ITEMS:
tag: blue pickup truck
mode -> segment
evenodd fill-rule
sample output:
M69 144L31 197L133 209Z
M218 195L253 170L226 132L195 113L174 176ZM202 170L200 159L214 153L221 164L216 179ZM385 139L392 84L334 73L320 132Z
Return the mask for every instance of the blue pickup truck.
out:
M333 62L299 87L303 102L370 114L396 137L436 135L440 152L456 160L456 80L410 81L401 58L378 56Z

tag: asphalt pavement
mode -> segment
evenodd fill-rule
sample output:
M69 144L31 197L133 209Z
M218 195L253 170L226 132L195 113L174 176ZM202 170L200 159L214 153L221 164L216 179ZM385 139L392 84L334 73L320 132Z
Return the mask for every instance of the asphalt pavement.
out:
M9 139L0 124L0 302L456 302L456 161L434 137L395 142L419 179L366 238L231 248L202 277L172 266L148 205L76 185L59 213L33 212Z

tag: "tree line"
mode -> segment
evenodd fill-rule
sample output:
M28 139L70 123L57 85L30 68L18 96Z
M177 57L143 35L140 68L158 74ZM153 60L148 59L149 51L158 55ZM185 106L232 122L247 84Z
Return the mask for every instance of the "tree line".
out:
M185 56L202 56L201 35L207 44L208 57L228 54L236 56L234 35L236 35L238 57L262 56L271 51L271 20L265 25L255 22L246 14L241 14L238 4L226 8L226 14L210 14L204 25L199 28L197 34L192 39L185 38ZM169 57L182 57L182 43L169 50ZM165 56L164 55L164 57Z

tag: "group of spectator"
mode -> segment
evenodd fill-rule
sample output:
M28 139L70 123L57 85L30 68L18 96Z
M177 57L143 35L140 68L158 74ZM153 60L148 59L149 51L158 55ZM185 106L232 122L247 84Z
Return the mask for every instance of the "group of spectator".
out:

WRITTEN PROBLEM: Lay out the lines above as a numbered list, leaving out the blank lines.

EXPECTED ANSWER:
1. tag: blue pickup truck
2. mode -> segment
3. evenodd fill-rule
4. sample output:
5. M69 144L31 197L133 209Z
6. M218 195L253 170L226 132L195 113L174 176ZM202 170L200 159L214 153L221 164L216 179ZM385 139L392 84L334 73L320 132Z
7. Return the mask for every instance of the blue pickup truck.
8. out:
9. M333 62L299 87L303 102L370 114L396 137L436 135L440 152L456 160L456 80L410 81L401 58L378 56Z
10. tag: asphalt pavement
11. mode -> segment
12. evenodd fill-rule
13. sample output:
14. M69 144L31 197L133 209Z
15. M218 195L253 170L226 132L195 113L174 176ZM202 170L200 159L214 153L221 164L216 179ZM385 139L392 84L334 73L320 132Z
16. Return the mask for every instance of the asphalt pavement.
17. out:
18. M9 139L0 124L0 302L456 302L456 161L434 137L395 142L419 179L366 238L231 248L202 277L172 266L148 205L76 185L59 213L33 212Z
19. tag: "tree line"
20. mode -> segment
21. evenodd fill-rule
22. sample output:
23. M28 139L70 123L57 85L30 68L18 96Z
24. M177 57L143 35L140 68L158 74ZM153 60L148 59L149 51L158 55ZM185 106L232 122L247 84Z
25. Return the mask for every instance of the "tree line".
26. out:
27. M185 56L202 56L201 35L207 44L208 57L228 54L236 56L234 35L236 35L238 57L262 56L271 51L271 20L265 25L255 22L246 14L241 14L238 4L226 8L226 14L210 14L204 25L199 28L197 34L192 39L185 38ZM169 57L182 57L182 43L169 50ZM165 56L164 55L164 57Z
28. tag: "group of spectator"
29. mode -> segment
30. evenodd fill-rule
31. sample output:
32. M28 139L70 123L57 85L30 68L18 96Z
33. M177 57L143 35L140 68L158 74ZM153 60L148 59L149 51L158 55ZM185 106L232 122L247 84Z
34. Return the mask for every instance of the "group of spectator".
35. out:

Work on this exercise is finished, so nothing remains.